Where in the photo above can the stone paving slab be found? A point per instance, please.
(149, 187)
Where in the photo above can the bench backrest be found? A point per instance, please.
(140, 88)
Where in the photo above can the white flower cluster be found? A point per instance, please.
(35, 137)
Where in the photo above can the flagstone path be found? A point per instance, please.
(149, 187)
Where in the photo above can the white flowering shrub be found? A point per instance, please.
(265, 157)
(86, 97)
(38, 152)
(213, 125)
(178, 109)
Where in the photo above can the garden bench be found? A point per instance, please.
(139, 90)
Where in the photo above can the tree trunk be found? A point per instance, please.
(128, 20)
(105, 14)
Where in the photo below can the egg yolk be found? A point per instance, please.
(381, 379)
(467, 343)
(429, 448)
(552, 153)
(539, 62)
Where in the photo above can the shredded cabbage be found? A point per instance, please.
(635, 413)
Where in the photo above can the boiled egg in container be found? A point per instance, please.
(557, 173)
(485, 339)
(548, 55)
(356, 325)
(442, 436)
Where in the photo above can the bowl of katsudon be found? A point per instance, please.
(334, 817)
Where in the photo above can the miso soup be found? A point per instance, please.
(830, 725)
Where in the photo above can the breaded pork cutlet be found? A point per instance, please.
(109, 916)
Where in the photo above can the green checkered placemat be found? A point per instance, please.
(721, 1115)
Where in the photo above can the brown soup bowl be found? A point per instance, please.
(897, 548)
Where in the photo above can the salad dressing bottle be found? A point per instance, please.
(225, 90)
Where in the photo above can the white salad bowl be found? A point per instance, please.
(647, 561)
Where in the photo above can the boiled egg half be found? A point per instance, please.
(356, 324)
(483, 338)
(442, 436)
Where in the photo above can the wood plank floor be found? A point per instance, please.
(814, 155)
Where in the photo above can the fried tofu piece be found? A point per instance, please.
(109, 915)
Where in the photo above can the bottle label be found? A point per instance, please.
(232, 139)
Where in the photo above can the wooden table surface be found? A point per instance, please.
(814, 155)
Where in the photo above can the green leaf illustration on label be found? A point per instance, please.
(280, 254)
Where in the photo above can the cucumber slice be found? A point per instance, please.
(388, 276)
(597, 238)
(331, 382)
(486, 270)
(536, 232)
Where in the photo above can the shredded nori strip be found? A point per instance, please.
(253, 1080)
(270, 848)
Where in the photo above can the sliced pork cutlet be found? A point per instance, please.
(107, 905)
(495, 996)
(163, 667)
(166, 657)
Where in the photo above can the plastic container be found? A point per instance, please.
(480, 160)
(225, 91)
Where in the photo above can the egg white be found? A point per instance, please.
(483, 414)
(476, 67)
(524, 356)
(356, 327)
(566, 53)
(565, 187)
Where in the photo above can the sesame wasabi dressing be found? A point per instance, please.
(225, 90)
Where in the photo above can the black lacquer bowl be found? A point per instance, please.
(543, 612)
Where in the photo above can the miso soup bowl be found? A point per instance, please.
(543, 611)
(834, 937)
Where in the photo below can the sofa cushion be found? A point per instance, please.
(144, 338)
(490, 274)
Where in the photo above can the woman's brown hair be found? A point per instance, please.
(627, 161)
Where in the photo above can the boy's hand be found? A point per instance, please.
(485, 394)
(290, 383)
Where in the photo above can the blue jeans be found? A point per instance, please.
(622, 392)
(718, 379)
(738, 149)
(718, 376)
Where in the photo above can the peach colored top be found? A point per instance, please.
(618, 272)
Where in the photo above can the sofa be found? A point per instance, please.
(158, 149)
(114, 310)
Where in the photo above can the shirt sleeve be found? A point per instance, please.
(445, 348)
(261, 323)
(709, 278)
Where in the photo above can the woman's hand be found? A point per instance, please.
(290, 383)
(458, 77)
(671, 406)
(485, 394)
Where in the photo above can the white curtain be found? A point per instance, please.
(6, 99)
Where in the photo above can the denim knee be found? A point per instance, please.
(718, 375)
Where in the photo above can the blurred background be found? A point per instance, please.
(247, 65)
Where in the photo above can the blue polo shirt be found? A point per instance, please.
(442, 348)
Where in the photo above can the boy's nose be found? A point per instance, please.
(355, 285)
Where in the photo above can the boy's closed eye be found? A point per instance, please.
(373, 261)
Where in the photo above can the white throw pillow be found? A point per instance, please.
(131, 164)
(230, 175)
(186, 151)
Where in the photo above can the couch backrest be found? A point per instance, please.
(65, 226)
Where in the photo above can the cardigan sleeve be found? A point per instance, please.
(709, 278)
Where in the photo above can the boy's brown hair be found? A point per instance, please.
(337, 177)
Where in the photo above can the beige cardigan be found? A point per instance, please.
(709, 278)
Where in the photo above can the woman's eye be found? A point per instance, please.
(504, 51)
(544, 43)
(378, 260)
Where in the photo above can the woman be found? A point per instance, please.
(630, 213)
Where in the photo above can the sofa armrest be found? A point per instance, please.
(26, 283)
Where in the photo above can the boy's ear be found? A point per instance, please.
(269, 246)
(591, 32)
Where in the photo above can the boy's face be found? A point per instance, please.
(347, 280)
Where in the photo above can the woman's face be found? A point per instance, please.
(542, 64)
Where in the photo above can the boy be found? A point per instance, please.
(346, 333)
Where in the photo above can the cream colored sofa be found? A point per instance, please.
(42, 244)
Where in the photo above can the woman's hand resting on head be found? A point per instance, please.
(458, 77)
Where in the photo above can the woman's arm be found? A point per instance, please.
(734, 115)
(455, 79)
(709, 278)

● ● ● ● ● ● ●

▸ Tarea pendiente
Devuelve todas las líneas anteriores, sin cambiar nada.

▸ Respuesta
Where in the photo above can the stone paving slab be found? A point per instance, please.
(149, 187)
Where in the photo above can the bench backrest be found? A point per instance, please.
(140, 88)
Where in the photo above can the white flower cluster be found? A point per instance, please.
(35, 137)
Where in the photo above can the flagstone path be found? A point per instance, please.
(149, 187)
Where in the photo above can the white flowering shrub be found? A point per instance, please.
(265, 157)
(86, 97)
(38, 152)
(213, 125)
(178, 109)
Where in the photo above can the garden bench be found? A point per instance, please.
(139, 90)
Where in the photo above can the tree trunk be found? A point per instance, please.
(128, 20)
(105, 14)
Where in the photo below can the egg yolk be found? A point per instance, please.
(381, 379)
(467, 343)
(429, 448)
(552, 153)
(539, 62)
Where in the photo above can the shredded cabbage be found? A point per instance, please.
(635, 413)
Where in the photo above can the boiled egg in container be found? A point per instance, please.
(557, 173)
(485, 339)
(548, 55)
(356, 325)
(442, 436)
Where in the photo above can the bowl of katsudon be found? A point per instance, please.
(334, 817)
Where in the photo above can the miso soup be found? A point per instance, please.
(830, 725)
Where in the photo above can the breaded pork cutlet be found? A point per instance, please.
(109, 916)
Where in the photo above can the green checkered placemat be found? A point per instance, please.
(721, 1115)
Where in the photo above can the brown soup bowl be found? A point per instance, please.
(897, 548)
Where in the photo above can the salad dressing bottle be found? A point per instance, please.
(225, 90)
Where in the photo above can the white salad bowl be found? A point per instance, please.
(647, 561)
Where in the photo above can the boiled egg half be found? A point per instance, please.
(356, 324)
(483, 338)
(442, 436)
Where in the photo above can the wood plank floor be found? A point per instance, please.
(814, 155)
Where in the photo above can the fried tofu piece be found? A point per instance, please.
(109, 915)
Where in the photo above can the bottle label be found? A point per instance, please.
(232, 139)
Where in the photo above can the wooden table surface be found? A point per instance, please.
(814, 155)
Where in the photo above can the green leaf illustration on label be found? A point per instance, please.
(280, 254)
Where in the photo above can the cucumber slice be found? A point per instance, please.
(388, 276)
(597, 238)
(331, 382)
(486, 270)
(536, 232)
Where in the photo above can the shredded nori strip be found? A point per instance, please.
(253, 1080)
(270, 848)
Where in the photo above can the sliced pork cutlet be found? A point per instance, please.
(107, 905)
(495, 996)
(163, 667)
(166, 657)
Where in the photo above can the plastic container be found? A point per instance, please.
(480, 160)
(225, 91)
Where in the photo above can the egg white be found? A point per instance, please.
(483, 414)
(476, 67)
(524, 356)
(356, 327)
(566, 53)
(565, 187)
Where in the photo above can the sesame wasabi dressing be found? A point per instance, please.
(225, 90)
Where in the photo above can the black lacquer bowl be found? A point per instance, please.
(543, 612)
Where in the photo above can the miso soup bowl be found? A point per instance, please.
(543, 611)
(834, 937)
Where in the photo below can the sofa cushion be found? A point per instance, please.
(144, 338)
(490, 274)
Where in the photo above can the woman's brown hair be found? A point per instance, please.
(627, 161)
Where in the photo above can the boy's hand be found? A point per instance, please.
(485, 394)
(290, 383)
Where in the photo above can the blue jeans be found? A point per instance, please.
(622, 392)
(718, 379)
(738, 149)
(718, 376)
Where in the photo above can the peach colored top be found? A point per instance, please.
(618, 272)
Where in the photo above can the sofa be found? A point per instance, please.
(158, 149)
(114, 310)
Where in the photo above can the shirt sleeve be found? A point per instance, please.
(445, 348)
(261, 323)
(709, 278)
Where in the photo above can the woman's hand be found? A point per instance, please.
(290, 383)
(458, 77)
(671, 406)
(485, 394)
Where in the photo above can the white curtain be found? A point per instance, please.
(6, 99)
Where in the photo above can the denim knee be found? A point per instance, please.
(718, 375)
Where in the photo above can the blurred background be found? A point per instance, please.
(247, 65)
Where in the photo above can the blue polo shirt be found? A point per instance, please.
(442, 348)
Where in the photo above can the boy's nose be found? A point per instance, please.
(355, 285)
Where in the photo above can the boy's closed eye be found? A point per instance, please.
(373, 261)
Where in the photo above can the white throw pillow be found? A point per instance, please.
(131, 164)
(230, 175)
(186, 151)
Where in the photo above can the couch backrest be found? A point per instance, please.
(65, 226)
Where in the photo above can the cardigan sleeve be found? A point per instance, please.
(709, 278)
Where in the photo above can the boy's brown hair be found? A point per instance, please.
(337, 177)
Where in the photo above can the beige cardigan be found? A point per instance, please.
(709, 278)
Where in the photo above can the woman's eye be found? A point per instance, please.
(504, 51)
(544, 43)
(378, 260)
Where in the photo above can the woman be found? A point per instance, please.
(630, 213)
Where in the photo above can the sofa armrest be found? A point per instance, please.
(26, 283)
Where in the photo above can the boy's ear be found? A point per instance, please.
(269, 246)
(591, 32)
Where in the photo above can the boy's face be found? A point per instance, please.
(347, 280)
Where in the photo above can the woman's face be found? A point per instance, please.
(542, 64)
Where in the photo above can the boy be found? A point per instance, please.
(346, 333)
Where in the photo above can the cream colored sofa be found? A point per instance, please.
(42, 244)
Where in the photo above can the woman's hand resting on head be found? A point per instance, please.
(458, 77)
Where in the photo above can the woman's arm be found? A point per instance, please.
(734, 115)
(455, 79)
(709, 278)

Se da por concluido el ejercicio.